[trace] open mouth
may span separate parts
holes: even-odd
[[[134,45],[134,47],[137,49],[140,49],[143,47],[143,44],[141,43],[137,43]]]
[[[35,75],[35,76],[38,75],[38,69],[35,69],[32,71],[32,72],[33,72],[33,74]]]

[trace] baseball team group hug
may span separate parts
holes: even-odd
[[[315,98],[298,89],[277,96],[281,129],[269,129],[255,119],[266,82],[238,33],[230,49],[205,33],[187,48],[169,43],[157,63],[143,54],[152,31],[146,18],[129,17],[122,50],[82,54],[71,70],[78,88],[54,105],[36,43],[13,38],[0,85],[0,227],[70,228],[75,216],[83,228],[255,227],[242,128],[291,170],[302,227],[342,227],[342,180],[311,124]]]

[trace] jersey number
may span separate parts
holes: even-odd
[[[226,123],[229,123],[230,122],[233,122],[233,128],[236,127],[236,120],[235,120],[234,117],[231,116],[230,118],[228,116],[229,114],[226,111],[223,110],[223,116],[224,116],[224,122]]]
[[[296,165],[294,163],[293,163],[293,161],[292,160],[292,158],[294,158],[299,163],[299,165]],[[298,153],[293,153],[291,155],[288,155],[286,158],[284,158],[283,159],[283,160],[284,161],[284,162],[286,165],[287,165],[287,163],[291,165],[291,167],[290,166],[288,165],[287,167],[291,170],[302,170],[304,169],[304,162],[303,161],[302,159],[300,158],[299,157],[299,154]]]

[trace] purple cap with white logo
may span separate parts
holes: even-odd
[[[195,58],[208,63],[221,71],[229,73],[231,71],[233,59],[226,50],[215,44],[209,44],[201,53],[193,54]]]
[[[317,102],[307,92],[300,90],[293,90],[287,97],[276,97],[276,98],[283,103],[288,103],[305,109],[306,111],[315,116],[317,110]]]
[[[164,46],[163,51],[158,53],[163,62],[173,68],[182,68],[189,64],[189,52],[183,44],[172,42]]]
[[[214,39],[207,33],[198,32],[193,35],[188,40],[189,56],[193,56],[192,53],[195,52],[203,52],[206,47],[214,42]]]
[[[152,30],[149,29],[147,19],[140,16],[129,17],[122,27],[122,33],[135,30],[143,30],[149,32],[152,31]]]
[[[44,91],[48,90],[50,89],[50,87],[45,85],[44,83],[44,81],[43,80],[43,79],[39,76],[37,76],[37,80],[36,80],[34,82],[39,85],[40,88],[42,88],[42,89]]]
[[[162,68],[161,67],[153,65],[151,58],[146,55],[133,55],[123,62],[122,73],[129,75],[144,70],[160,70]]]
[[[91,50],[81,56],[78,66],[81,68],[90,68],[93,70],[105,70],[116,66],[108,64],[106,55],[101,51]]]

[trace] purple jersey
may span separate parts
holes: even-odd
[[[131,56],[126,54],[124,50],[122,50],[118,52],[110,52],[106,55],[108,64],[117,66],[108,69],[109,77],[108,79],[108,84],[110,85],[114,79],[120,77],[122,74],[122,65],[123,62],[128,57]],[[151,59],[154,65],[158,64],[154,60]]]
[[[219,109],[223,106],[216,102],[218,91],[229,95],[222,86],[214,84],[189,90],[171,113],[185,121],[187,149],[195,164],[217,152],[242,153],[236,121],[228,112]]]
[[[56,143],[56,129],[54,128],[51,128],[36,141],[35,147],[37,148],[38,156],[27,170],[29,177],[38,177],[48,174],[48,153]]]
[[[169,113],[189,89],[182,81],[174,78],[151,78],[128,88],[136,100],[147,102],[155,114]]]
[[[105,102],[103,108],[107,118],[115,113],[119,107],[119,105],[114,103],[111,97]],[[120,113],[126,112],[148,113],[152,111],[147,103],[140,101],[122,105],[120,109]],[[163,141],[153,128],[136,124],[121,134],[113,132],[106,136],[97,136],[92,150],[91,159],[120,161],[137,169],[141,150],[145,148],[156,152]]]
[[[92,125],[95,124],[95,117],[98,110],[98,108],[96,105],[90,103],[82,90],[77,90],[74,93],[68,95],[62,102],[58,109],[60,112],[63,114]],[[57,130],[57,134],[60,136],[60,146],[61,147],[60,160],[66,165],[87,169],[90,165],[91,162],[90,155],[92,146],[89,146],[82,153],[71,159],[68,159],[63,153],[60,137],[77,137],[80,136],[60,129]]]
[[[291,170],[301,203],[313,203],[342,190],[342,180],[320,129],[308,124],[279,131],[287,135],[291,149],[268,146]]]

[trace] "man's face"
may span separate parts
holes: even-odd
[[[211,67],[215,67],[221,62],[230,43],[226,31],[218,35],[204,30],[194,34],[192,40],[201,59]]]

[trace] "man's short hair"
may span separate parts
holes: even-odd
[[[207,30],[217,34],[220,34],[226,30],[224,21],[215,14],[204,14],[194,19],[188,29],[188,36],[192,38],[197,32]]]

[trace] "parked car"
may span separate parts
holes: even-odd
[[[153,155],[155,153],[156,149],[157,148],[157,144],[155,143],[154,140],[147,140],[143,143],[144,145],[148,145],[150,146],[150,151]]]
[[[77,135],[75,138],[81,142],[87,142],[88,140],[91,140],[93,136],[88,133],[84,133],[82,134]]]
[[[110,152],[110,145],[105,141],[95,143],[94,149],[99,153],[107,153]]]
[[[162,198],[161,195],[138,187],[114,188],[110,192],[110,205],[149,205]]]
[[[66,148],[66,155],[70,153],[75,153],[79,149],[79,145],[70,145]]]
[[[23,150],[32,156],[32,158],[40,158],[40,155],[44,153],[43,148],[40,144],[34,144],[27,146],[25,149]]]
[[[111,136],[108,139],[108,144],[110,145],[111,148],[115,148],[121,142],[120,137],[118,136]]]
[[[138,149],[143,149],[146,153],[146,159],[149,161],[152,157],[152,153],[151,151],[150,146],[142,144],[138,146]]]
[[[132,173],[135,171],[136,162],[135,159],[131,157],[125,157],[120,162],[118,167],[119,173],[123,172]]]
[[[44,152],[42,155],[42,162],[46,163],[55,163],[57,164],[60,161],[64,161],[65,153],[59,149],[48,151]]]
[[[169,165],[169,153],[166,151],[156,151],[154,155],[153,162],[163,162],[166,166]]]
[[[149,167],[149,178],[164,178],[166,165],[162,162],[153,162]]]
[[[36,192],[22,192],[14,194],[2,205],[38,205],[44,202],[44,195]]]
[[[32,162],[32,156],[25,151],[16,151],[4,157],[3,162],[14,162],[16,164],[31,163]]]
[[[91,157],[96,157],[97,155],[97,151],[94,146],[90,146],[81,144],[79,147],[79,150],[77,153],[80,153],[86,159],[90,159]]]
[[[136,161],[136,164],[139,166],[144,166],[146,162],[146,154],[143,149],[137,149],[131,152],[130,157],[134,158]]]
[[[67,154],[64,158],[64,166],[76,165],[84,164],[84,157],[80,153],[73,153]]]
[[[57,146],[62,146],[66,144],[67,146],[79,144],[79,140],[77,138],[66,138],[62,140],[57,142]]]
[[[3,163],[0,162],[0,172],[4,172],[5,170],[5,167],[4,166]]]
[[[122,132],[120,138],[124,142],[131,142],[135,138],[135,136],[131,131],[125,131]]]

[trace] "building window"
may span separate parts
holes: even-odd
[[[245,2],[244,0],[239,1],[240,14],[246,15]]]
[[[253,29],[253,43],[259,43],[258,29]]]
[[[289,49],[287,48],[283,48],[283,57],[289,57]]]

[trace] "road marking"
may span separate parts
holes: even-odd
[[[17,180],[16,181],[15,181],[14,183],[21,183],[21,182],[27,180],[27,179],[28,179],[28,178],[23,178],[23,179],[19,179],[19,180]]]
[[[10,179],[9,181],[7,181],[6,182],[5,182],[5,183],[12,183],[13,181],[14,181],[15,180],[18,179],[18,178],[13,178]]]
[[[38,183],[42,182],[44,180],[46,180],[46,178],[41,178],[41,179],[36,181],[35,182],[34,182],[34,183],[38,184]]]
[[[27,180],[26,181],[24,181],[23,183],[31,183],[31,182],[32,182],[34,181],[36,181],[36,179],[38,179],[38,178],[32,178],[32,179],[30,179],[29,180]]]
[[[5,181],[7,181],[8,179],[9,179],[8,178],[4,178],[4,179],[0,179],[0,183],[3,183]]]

→ **Short task**:
How many lines in the records above contain the string "jersey", with case counted? Reply with the number alone.

→ **The output**:
2